• [SHORT EXERCISE]
Reproduce every one of the records below verbatim, line by line, with no changes.

• [SUPPLIED DATA]
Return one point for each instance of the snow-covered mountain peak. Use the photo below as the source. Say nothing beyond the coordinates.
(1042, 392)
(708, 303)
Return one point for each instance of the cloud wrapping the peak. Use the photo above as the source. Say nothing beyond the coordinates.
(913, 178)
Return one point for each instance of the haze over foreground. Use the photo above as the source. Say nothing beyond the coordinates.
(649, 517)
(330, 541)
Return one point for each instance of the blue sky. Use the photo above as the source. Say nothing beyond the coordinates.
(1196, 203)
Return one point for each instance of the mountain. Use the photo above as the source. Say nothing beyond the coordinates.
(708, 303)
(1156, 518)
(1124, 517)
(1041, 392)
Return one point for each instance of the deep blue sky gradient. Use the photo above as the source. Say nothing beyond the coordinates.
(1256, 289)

• [RESULT OF THE TASK]
Return one point for each instance of the snow-covered mountain peak. Use the photo below as the source. Say nothing beyond the coordinates.
(1042, 392)
(708, 303)
Return one point for each instance of the cloud wrapping the peak. Use the photo above as the source. Say nothing beyond the coordinates.
(913, 178)
Return one point for each instance of the haze over foreground. Use the photo above as the source. Say nothing beyond the coordinates.
(649, 517)
(330, 541)
Return one point for each instance of the blue sky. Use the photo above as the source. Say nothing beyond the coordinates.
(1196, 203)
Return one point for each instance of the mountain. Use the photo above as the source. Say nothing beyond the coordinates.
(708, 303)
(1156, 518)
(1124, 517)
(1041, 392)
Return one point for each instance of the deep blue sky gradient. Use the photo above as the source. Say nothing beyond the coordinates.
(1256, 289)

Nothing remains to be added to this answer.